--- START Dataset entries ---
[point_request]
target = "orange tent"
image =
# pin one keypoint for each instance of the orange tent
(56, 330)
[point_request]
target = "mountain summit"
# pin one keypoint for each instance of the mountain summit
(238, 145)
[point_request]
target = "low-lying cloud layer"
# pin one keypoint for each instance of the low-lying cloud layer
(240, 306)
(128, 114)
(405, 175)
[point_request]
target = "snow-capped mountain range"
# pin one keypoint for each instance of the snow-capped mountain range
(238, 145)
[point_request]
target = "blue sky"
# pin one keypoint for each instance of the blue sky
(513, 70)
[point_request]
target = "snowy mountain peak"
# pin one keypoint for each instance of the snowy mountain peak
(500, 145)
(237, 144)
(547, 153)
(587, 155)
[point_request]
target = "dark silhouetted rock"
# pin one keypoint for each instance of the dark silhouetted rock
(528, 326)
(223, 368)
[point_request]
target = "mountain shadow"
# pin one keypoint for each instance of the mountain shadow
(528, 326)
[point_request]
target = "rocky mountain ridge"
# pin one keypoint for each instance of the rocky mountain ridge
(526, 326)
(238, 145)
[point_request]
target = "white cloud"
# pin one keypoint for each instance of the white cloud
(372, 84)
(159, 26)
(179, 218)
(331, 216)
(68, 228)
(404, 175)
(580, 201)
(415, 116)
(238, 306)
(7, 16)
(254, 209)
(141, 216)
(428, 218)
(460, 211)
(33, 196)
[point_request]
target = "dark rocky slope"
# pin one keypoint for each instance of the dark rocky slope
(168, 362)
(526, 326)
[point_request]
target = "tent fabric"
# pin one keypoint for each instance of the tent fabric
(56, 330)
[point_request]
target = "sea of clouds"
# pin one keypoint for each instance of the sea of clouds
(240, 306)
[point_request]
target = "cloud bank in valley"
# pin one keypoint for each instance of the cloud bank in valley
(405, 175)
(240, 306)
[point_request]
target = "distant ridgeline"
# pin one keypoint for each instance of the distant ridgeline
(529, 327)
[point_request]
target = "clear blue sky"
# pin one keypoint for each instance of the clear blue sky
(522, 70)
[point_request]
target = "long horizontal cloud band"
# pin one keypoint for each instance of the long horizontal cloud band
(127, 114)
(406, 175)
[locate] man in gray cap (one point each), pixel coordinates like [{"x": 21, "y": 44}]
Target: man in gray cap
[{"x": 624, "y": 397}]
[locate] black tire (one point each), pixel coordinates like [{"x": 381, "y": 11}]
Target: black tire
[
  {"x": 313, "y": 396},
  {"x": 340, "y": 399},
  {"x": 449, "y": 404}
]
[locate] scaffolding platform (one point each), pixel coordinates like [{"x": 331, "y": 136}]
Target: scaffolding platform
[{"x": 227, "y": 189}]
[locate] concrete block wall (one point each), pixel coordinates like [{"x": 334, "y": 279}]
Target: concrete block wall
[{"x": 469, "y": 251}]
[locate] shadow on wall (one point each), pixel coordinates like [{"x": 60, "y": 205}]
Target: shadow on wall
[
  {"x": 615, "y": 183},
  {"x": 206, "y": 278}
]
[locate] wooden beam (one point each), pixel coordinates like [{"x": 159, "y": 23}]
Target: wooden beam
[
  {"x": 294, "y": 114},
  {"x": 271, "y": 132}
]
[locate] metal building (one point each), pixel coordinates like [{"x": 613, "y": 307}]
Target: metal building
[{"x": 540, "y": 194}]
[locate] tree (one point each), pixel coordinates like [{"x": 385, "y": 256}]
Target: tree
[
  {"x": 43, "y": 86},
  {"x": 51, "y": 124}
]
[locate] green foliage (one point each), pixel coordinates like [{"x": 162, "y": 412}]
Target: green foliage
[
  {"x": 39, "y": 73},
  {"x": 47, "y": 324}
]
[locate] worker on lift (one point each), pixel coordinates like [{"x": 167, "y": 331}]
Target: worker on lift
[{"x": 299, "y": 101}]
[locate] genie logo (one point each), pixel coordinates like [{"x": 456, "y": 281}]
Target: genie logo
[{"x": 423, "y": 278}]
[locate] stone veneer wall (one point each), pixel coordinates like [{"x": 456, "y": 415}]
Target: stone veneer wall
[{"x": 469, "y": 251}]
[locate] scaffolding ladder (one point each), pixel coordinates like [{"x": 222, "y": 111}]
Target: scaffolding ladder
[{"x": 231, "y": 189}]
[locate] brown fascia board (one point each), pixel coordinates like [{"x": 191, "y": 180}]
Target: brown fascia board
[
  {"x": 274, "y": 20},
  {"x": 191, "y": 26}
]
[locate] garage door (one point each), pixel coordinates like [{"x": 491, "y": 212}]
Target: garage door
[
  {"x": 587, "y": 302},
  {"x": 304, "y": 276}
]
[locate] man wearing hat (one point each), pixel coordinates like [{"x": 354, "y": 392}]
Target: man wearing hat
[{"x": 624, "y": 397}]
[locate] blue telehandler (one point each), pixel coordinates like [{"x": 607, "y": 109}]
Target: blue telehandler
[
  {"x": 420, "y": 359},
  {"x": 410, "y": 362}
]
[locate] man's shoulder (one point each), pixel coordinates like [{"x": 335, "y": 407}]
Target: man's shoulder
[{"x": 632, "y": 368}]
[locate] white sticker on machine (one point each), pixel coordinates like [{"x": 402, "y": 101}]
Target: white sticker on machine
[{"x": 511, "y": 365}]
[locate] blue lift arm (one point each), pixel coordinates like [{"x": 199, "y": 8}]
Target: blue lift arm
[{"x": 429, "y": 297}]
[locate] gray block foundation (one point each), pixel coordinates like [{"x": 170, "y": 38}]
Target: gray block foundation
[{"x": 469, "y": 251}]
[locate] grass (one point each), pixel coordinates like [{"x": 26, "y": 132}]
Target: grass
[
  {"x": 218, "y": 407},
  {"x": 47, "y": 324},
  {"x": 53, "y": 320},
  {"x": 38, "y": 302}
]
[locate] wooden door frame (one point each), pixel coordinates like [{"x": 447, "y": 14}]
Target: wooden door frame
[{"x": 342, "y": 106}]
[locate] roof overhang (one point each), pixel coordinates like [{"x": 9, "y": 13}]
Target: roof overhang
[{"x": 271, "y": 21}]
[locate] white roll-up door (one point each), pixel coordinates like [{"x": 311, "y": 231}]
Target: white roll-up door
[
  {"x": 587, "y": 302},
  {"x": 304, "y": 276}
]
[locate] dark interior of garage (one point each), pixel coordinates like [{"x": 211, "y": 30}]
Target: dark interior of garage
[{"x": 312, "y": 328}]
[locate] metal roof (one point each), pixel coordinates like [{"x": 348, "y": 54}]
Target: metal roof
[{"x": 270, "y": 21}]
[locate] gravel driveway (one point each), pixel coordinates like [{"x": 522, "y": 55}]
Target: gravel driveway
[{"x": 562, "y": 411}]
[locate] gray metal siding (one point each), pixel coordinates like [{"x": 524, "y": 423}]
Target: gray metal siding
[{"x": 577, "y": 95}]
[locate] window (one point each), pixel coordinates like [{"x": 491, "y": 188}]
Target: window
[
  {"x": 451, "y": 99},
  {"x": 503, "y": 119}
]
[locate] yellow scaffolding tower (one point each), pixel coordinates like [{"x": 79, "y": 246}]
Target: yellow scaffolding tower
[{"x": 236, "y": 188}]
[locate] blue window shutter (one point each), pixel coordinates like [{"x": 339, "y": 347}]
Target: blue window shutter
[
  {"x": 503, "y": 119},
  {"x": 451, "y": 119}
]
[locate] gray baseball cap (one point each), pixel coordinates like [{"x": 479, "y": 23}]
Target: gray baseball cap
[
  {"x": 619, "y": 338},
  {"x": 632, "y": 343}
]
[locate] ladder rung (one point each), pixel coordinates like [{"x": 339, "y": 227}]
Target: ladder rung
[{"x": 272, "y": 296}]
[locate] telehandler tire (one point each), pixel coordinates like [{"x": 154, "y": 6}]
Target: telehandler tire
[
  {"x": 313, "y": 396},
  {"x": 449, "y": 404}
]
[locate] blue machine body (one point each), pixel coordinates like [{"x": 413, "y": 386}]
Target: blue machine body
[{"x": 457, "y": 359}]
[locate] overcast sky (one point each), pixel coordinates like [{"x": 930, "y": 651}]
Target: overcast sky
--- END Dataset entries ---
- **Stated problem**
Write out again the lines starting at the one containing "[locate] blue machine" and ending at the last line above, requests included, and add -7 to every coordinate value in the answers.

- **Result of this exercise**
[locate] blue machine body (one point each), pixel coordinates like [{"x": 413, "y": 386}]
Target: blue machine body
[{"x": 450, "y": 352}]
[locate] overcast sky (one point each), pixel coordinates like [{"x": 930, "y": 651}]
Target: overcast sky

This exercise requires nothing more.